### RECORDS SUPPLIED ###

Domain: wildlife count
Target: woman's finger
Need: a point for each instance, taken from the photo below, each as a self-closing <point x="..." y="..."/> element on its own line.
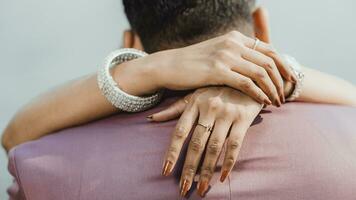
<point x="172" y="112"/>
<point x="213" y="150"/>
<point x="268" y="65"/>
<point x="269" y="51"/>
<point x="195" y="149"/>
<point x="261" y="77"/>
<point x="247" y="86"/>
<point x="253" y="70"/>
<point x="233" y="146"/>
<point x="179" y="135"/>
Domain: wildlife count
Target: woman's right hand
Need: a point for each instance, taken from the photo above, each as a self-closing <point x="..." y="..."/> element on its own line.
<point x="226" y="60"/>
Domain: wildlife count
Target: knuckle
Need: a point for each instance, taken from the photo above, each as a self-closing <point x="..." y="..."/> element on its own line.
<point x="180" y="132"/>
<point x="207" y="171"/>
<point x="214" y="104"/>
<point x="214" y="147"/>
<point x="196" y="145"/>
<point x="220" y="55"/>
<point x="269" y="64"/>
<point x="216" y="63"/>
<point x="172" y="153"/>
<point x="238" y="115"/>
<point x="234" y="34"/>
<point x="261" y="73"/>
<point x="233" y="144"/>
<point x="230" y="161"/>
<point x="246" y="84"/>
<point x="189" y="169"/>
<point x="228" y="111"/>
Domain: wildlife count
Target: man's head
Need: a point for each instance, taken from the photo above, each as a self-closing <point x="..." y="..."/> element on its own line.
<point x="165" y="24"/>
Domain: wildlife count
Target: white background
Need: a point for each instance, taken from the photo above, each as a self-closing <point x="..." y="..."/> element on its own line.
<point x="44" y="43"/>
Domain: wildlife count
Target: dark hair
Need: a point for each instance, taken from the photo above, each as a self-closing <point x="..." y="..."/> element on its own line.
<point x="163" y="24"/>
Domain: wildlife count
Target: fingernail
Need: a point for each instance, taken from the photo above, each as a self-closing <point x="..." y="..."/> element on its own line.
<point x="149" y="118"/>
<point x="294" y="79"/>
<point x="167" y="168"/>
<point x="277" y="102"/>
<point x="283" y="100"/>
<point x="224" y="174"/>
<point x="184" y="188"/>
<point x="202" y="187"/>
<point x="267" y="102"/>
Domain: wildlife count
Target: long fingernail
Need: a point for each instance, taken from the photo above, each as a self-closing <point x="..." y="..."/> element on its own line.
<point x="149" y="118"/>
<point x="277" y="102"/>
<point x="184" y="188"/>
<point x="267" y="102"/>
<point x="202" y="187"/>
<point x="167" y="168"/>
<point x="294" y="79"/>
<point x="224" y="174"/>
<point x="282" y="98"/>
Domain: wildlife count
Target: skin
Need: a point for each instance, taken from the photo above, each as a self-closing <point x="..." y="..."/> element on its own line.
<point x="64" y="107"/>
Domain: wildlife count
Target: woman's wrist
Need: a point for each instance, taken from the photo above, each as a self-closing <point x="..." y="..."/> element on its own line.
<point x="136" y="77"/>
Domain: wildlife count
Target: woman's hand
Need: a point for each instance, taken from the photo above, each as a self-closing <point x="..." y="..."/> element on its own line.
<point x="226" y="60"/>
<point x="222" y="114"/>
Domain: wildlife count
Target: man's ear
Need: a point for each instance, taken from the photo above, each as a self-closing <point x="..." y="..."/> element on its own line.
<point x="132" y="40"/>
<point x="261" y="24"/>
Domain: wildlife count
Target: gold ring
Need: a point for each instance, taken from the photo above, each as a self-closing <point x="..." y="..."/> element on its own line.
<point x="257" y="42"/>
<point x="208" y="128"/>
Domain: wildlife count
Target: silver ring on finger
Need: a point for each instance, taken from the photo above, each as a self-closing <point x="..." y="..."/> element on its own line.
<point x="257" y="42"/>
<point x="208" y="128"/>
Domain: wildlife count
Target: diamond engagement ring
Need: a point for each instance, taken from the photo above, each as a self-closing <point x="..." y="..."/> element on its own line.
<point x="257" y="42"/>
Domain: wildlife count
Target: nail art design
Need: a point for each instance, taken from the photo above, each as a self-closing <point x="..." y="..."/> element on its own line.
<point x="224" y="174"/>
<point x="184" y="188"/>
<point x="202" y="188"/>
<point x="167" y="168"/>
<point x="149" y="118"/>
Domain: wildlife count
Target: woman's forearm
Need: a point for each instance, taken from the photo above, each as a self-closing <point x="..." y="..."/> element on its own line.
<point x="319" y="87"/>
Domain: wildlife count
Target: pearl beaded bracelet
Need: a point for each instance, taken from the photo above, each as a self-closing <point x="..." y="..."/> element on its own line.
<point x="113" y="93"/>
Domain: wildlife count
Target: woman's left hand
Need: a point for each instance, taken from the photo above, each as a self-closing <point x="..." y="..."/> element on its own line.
<point x="222" y="114"/>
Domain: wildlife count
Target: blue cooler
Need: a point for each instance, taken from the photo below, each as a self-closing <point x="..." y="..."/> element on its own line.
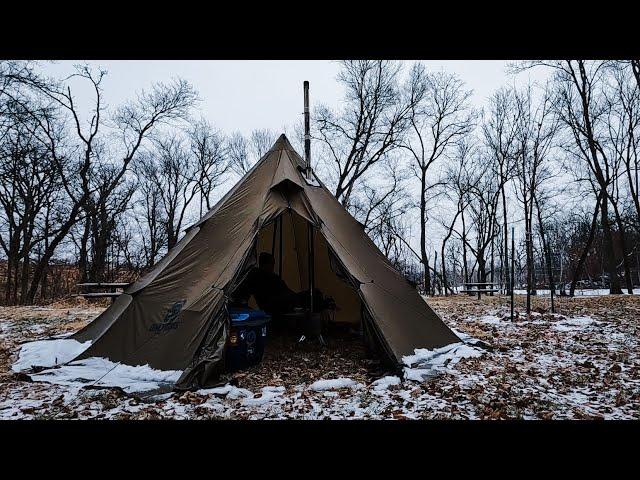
<point x="247" y="336"/>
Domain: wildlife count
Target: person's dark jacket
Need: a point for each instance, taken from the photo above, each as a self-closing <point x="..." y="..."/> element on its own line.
<point x="271" y="293"/>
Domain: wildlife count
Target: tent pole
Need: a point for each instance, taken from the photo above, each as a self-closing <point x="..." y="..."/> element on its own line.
<point x="307" y="132"/>
<point x="280" y="249"/>
<point x="311" y="266"/>
<point x="273" y="241"/>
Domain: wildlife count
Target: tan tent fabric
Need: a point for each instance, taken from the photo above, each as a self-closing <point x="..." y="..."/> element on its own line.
<point x="174" y="317"/>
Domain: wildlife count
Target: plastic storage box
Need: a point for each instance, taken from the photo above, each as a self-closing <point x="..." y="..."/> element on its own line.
<point x="247" y="337"/>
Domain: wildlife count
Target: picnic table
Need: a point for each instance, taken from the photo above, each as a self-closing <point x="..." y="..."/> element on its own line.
<point x="480" y="288"/>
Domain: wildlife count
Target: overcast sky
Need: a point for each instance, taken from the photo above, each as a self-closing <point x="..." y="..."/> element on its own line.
<point x="244" y="95"/>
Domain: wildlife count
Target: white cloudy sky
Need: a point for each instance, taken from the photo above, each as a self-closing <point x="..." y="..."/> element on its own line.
<point x="243" y="95"/>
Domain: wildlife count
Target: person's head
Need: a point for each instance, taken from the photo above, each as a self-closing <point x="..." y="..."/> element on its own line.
<point x="266" y="262"/>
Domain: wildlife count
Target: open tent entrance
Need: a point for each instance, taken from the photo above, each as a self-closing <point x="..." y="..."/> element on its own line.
<point x="304" y="260"/>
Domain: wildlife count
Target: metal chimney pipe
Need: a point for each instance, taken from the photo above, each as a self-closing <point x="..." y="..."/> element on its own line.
<point x="307" y="131"/>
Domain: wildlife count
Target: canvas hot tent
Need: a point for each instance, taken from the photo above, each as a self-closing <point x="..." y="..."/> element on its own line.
<point x="174" y="318"/>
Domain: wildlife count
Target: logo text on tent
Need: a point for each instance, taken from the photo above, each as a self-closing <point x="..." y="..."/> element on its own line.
<point x="170" y="321"/>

###

DESCRIPTION OF THE TASK:
Apart from the pictures, all of the data must be duplicated exactly as shown above.

RESULT:
Domain: wildlife count
Target: woman's finger
Need: a point for each instance, taken from the photo below, each as a self-closing <point x="..." y="..."/> element on its own line.
<point x="172" y="112"/>
<point x="213" y="150"/>
<point x="268" y="65"/>
<point x="269" y="51"/>
<point x="195" y="149"/>
<point x="261" y="77"/>
<point x="247" y="86"/>
<point x="253" y="70"/>
<point x="233" y="146"/>
<point x="179" y="135"/>
Domain: wildlife count
Target: woman's right hand
Need: a point for each instance, taken from the photo above, each as a self-closing <point x="..." y="..."/> element on its own line.
<point x="226" y="60"/>
Domain: wildlife count
Target: knuckle
Need: a point for each instance, taken from the photo above, each as a self-closing <point x="..." y="..."/> element on its own line.
<point x="180" y="132"/>
<point x="207" y="171"/>
<point x="214" y="104"/>
<point x="214" y="147"/>
<point x="196" y="145"/>
<point x="220" y="55"/>
<point x="269" y="64"/>
<point x="216" y="63"/>
<point x="172" y="153"/>
<point x="238" y="115"/>
<point x="234" y="34"/>
<point x="261" y="73"/>
<point x="233" y="144"/>
<point x="230" y="161"/>
<point x="246" y="84"/>
<point x="189" y="169"/>
<point x="228" y="111"/>
Domain: wildlife count
Target: man's head
Need: a point for each instance, taken from the photo above, each as a self-closing <point x="..." y="..."/> element on its own line.
<point x="165" y="24"/>
Domain: wildlife count
Target: white background
Need: a point for each instance, taken from the photo above, each as a self-closing <point x="..." y="..."/> element on its own line.
<point x="44" y="43"/>
Domain: wildlife count
Target: dark hair
Need: a point for each instance, taken from the photo above, each as a self-closing <point x="..." y="..."/> element on its own line.
<point x="163" y="24"/>
Domain: wildlife count
Target: fingernail
Need: a point for each instance, taken from the photo above, each as a self-closing <point x="..." y="..."/> element on its own line.
<point x="149" y="118"/>
<point x="294" y="79"/>
<point x="167" y="168"/>
<point x="277" y="102"/>
<point x="283" y="100"/>
<point x="224" y="174"/>
<point x="184" y="188"/>
<point x="202" y="187"/>
<point x="267" y="102"/>
Domain: wildlife count
Target: long fingernail
Need: a point for each instance, taken from the photo above, each as a self-closing <point x="..." y="..."/> element on its own line.
<point x="149" y="118"/>
<point x="277" y="102"/>
<point x="184" y="188"/>
<point x="267" y="102"/>
<point x="202" y="187"/>
<point x="167" y="168"/>
<point x="294" y="79"/>
<point x="224" y="174"/>
<point x="282" y="98"/>
Domain: wildlife count
Target: skin
Need: a point for each instance, taken from the photo above, each as a self-closing <point x="..." y="..."/> element on its own line.
<point x="64" y="107"/>
Domain: wildlife count
Target: woman's wrist
Need: a point for each instance, taken from the photo above, each as a self-closing <point x="..." y="..."/> element on its own line.
<point x="136" y="77"/>
Domain: wildlife count
Target: woman's hand
Need: a point for each instance, taken from the photo above, each as a self-closing <point x="..." y="..."/> element on its own line.
<point x="226" y="60"/>
<point x="222" y="114"/>
Domain: wildlife count
Target: man's ear
Need: a point for each instance, taken from the photo above, each as a self-closing <point x="..." y="..."/> element on its own line.
<point x="132" y="40"/>
<point x="261" y="24"/>
Domain: wildlife count
Target: gold ring
Need: a point for each instance, taken from the photo above, each as a self-closing <point x="..." y="..."/> element on its own line.
<point x="257" y="42"/>
<point x="208" y="128"/>
Domain: wildlife count
Target: silver ring on finger
Need: a point for each instance, taken from the photo above, each as a self-closing <point x="..." y="..."/> element on its own line.
<point x="257" y="42"/>
<point x="208" y="128"/>
Domain: wildlife count
Target: diamond engagement ring
Need: a point for each instance, taken from the photo above, each as a self-closing <point x="..." y="..."/> element on its own line.
<point x="257" y="42"/>
Domain: wildlife count
Target: nail art design
Need: a point for each instance, taken from the photo above, each as a self-closing <point x="..." y="..."/> element on its own line.
<point x="224" y="174"/>
<point x="184" y="188"/>
<point x="202" y="188"/>
<point x="167" y="168"/>
<point x="149" y="118"/>
Domain: wildlife count
Target: woman's forearm
Need: a point for each instance, taken from the photo above, each as a self-closing <point x="..." y="..."/> element on its own line.
<point x="319" y="87"/>
Domain: wildlife count
Target: pearl beaded bracelet
Need: a point for each instance, taken from the photo above, each as a self-closing <point x="..." y="..."/> element on its own line.
<point x="113" y="93"/>
Domain: wildlife count
Target: woman's left hand
Need: a point for each instance, taken from the photo above, each as a self-closing <point x="..." y="..."/> element on its own line.
<point x="222" y="114"/>
Domain: wildlife count
Target: blue cooler
Need: a point for each instance, taken from the photo below, each as a self-closing <point x="..." y="..."/> element on its own line.
<point x="247" y="336"/>
Domain: wildlife count
Target: person's dark jacket
Need: a point for each instance, taken from the photo above, each as a self-closing <point x="..." y="..."/> element on its own line.
<point x="271" y="293"/>
Domain: wildlife count
Target: tent pole
Need: a point for each instance, taken from the photo above, each as a self-closing <point x="..." y="..."/> element on its own line.
<point x="307" y="132"/>
<point x="280" y="249"/>
<point x="311" y="266"/>
<point x="273" y="241"/>
Domain: wildlife count
Target: tan tent fabric
Need: a point for each instance, taken from the photo above, each as a self-closing <point x="..." y="..."/> element on its own line.
<point x="174" y="317"/>
Domain: wildlife count
Target: plastic storage box
Need: a point for each instance, taken from the photo above, each as a self-closing <point x="..." y="..."/> element on its own line.
<point x="247" y="337"/>
Domain: wildlife count
Target: picnic table
Need: a point for each instance, taken from the photo above, each as a self-closing <point x="..." y="..."/> element on its own line.
<point x="480" y="288"/>
Domain: wildlife count
Target: overcast sky
Need: a point for each instance, taken from the photo above, each as a self-closing <point x="..." y="..."/> element on its own line.
<point x="244" y="95"/>
Domain: wildlife count
Target: white cloudy sky
Need: a point for each instance, taken from the photo above, each as a self-closing <point x="..." y="..."/> element on its own line.
<point x="243" y="95"/>
Domain: wildlife count
Target: person's head
Need: a point for each instance, taken from the photo above, each as a self-closing <point x="..." y="..."/> element on its own line.
<point x="266" y="262"/>
Domain: wildlife count
Target: open tent entrance
Need: a point for each instance, taken from the photo above, each as a self-closing <point x="..." y="..."/> element on its own line.
<point x="304" y="260"/>
Domain: wildlife count
Target: metal chimney pipe
Need: a point for each instance, taken from the photo above, each as a self-closing <point x="..." y="..."/> element on its own line.
<point x="307" y="131"/>
Domain: wildlife count
Target: canvas hot tent
Need: a point for each instance, taken from the photo above, each as a self-closing <point x="..." y="..."/> element on its own line.
<point x="174" y="318"/>
Domain: wildlife count
Target: logo text on tent
Need: a point for each instance, taken from the photo above, each as a self-closing <point x="..." y="..."/> element on its own line.
<point x="170" y="321"/>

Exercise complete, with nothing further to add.